== CONSIGNES ==
1. Recopiez, dans le texte sur les transhumants et les services de SR, le passage allant de « Les stratégies d’offre » jusqu'à « de soutien psychologique). ».
2. Rédigez la suite du texte sur les transhumants et les services de SR, à partir de sa dernière phrase.

Les conditions de mobilité et de communication influent
sur l’accès aux services de SR. Le degré de pénétration du poste récepteur dans les ménages des
transhumants devait pouvoir accompagner, à moindre coût, les activités de
sensibilisation, de mobilisation sociale et de transmission d’informations
stratégiques. Son rôle dans la diffusion des messages stratégiques est malheureusement
limité par des déficiences techniques.
Les stratégies d’offre de services de SR du
système de santé fixe posent la question des différences de perceptions de
l’espace et du temps. La superposition de deux perceptions du territoire notamment
juridique (limites des responsabilités administratives des prestataires) et
écologique (espace de transhumance) déteint sur la stratégie avancée. En effet,
les transhumants
évoluent hors des limites d’intervention des postes de santé, sur les parcours de transhumance non
atteints par les matrones, les accoucheuses traditionnelles ou les relais
polyvalents non itinérants). L’écart de temporalité se lit sur l’inadéquation
entre les périodes et durées des séjours sur les parcours de saison sèche et
celles des activités des prestataires (actions de santé publique, d’éducation pour
la santé (EPS), d’information, de sensibilisation, de prévention, de suivi médico-social ou de soutien psychologique).

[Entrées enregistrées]
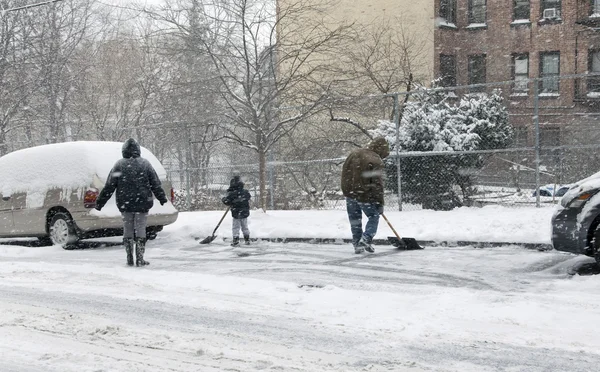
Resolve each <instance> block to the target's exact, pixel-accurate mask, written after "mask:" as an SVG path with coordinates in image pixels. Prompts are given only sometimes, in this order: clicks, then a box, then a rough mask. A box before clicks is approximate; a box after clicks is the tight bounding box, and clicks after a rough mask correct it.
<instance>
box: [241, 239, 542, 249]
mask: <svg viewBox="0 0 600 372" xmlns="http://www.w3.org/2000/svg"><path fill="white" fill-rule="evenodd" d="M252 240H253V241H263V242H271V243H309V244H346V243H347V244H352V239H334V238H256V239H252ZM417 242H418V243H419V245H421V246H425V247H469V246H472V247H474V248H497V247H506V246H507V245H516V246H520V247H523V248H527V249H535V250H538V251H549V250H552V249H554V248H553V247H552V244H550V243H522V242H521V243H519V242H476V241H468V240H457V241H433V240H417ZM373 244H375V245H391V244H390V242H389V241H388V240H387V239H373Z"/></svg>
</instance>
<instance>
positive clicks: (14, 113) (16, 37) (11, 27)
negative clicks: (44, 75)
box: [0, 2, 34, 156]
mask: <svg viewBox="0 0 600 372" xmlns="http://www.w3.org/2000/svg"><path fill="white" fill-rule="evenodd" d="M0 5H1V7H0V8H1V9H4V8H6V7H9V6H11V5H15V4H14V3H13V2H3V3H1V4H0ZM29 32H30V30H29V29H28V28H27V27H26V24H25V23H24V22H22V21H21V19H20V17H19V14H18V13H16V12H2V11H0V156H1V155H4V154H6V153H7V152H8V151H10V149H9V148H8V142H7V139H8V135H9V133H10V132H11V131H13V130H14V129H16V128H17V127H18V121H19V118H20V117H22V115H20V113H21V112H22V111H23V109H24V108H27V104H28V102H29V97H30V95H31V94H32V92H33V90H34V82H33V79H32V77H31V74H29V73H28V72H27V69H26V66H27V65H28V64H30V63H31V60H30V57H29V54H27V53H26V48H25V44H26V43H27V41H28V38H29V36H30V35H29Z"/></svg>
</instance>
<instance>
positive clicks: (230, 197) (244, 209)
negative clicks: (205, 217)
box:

* * *

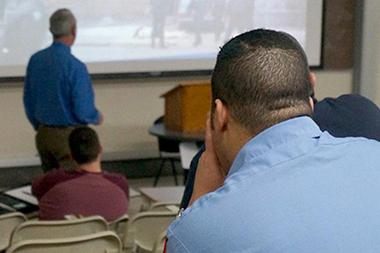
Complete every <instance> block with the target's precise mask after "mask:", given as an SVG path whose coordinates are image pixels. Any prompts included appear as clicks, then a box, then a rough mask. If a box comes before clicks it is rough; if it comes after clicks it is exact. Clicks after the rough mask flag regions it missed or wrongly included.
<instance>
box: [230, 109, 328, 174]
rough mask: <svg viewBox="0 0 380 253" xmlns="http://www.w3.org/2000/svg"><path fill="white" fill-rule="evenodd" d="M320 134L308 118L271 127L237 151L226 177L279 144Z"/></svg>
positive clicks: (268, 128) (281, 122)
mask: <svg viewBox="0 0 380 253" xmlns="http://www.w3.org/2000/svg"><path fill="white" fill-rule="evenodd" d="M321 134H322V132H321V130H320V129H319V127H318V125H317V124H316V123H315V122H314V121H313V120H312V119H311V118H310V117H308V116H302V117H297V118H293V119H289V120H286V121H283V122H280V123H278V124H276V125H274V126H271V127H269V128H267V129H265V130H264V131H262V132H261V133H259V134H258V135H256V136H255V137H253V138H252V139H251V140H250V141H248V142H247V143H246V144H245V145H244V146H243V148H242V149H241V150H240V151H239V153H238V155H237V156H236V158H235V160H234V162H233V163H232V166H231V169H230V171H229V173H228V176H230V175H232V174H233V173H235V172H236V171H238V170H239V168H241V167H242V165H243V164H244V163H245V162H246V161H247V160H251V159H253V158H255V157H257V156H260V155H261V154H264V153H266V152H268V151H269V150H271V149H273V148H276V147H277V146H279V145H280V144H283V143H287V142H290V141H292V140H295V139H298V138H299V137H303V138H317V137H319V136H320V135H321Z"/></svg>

* * *

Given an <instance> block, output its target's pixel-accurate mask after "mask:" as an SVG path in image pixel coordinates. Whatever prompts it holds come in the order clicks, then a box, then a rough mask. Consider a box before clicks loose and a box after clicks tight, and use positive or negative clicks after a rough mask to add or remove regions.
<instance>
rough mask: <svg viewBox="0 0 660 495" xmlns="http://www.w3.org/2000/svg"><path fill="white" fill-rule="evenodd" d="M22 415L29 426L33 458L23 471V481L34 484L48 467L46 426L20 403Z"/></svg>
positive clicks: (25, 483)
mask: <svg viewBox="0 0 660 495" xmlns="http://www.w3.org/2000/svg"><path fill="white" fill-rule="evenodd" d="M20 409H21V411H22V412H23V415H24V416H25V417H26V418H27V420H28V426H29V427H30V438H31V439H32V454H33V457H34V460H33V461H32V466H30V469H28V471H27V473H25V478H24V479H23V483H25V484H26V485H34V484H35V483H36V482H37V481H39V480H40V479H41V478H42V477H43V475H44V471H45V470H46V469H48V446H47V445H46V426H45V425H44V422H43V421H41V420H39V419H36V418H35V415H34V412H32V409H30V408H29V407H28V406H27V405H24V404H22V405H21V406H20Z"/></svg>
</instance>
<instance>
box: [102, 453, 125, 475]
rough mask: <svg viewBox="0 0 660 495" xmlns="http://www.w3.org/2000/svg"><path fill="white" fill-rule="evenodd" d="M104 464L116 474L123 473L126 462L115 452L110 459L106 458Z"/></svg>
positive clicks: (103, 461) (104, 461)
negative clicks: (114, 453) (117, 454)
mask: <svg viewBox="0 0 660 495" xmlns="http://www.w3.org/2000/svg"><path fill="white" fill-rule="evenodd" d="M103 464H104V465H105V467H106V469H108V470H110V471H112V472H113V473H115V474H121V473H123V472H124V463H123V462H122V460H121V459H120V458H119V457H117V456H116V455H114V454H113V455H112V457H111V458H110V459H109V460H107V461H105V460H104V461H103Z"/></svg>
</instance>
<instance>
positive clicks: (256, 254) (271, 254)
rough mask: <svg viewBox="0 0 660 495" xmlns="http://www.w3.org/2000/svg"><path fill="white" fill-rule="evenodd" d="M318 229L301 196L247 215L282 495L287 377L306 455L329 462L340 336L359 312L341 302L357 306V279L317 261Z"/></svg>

== RÉPONSES ==
1.
Les stratégies d’offre de services de SR du
système de santé fixe posent la question des différences de perceptions de
l’espace et du temps. La superposition de deux perceptions du territoire notamment
juridique (limites des responsabilités administratives des prestataires) et
écologique (espace de transhumance) déteint sur la stratégie avancée. En effet,
les transhumants
évoluent hors des limites d’intervention des postes de santé, sur les parcours de transhumance non
atteints par les matrones, les accoucheuses traditionnelles ou les relais
polyvalents non itinérants). L’écart de temporalité se lit sur l’inadéquation
entre les périodes et durées des séjours sur les parcours de saison sèche et
celles des activités des prestataires (actions de santé publique, d’éducation pour
la santé (EPS), d’information, de sensibilisation, de prévention, de suivi médico-social ou de soutien psychologique).

2.
La disponibilité des équipes partagées
entre les tâches dans les structures sanitaires et les activités en stratégie
mobile relève également de cette
difficulté de gestion des temporalités.
Si l’accessibilité financière dépend en partie de
la faiblesse des ressources mobilisées, elle est à corréler avec l’absence de
stratégies compensatoires des
comités de santé (paiement en différé en cas d’urgence). Selon un agent
communautaire qui évolue dans la localité: «les lenteurs dans les
évacuations par l’ambulance sont dues au fait que les transhumants doivent
vendre un animal ou emprunter de l’argent, puisqu’ils n’en ont pratiquement
jamais sur eux». Les actions communautaires (caisses de solidarité et
mutuelles) des associations de quartiers ou de villages bâties sur la
corésidence semblent ignorer les populations mobiles. Les agents des services techniques de développement
rural (eaux et forêts, santé animale, hydraulique rurale et élevage), pour
avoir intégré dans leurs stratégies les dimensions spatiales et temporelles de
la mobilité, atteignent plus facilement les transhumants que les acteurs de
santé. Ils ne sont malheureusement pas mis à contribution pour renforcer le
système dans la communication d’informations stratégiques et dans les
évacuations sanitaires en cas de détresse chez les transhumants.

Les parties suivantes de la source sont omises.